Copy the material below word for word, omitting the pictures.

======

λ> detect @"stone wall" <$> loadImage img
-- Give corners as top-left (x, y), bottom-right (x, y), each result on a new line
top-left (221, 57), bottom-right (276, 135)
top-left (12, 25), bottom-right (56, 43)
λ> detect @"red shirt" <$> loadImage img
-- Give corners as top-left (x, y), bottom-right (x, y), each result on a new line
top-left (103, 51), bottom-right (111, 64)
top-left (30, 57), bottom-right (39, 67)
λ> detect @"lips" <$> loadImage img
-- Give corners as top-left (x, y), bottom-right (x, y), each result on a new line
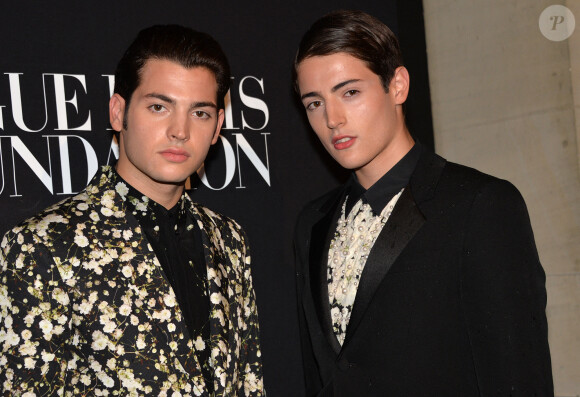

======

### [SOLUTION BELOW]
λ> detect @"stone wall" <$> loadImage img
-- Give corners as top-left (x, y), bottom-right (x, y), each result on a new line
top-left (221, 57), bottom-right (276, 135)
top-left (12, 25), bottom-right (56, 43)
λ> detect @"red shirt" <$> loadImage img
-- Give corners as top-left (x, y), bottom-right (x, y), each result on a new line
top-left (103, 51), bottom-right (111, 64)
top-left (30, 57), bottom-right (39, 67)
λ> detect @"lips" <$> loadImage img
-- Give corners as top-left (x, y), bottom-right (x, y), each result on a new line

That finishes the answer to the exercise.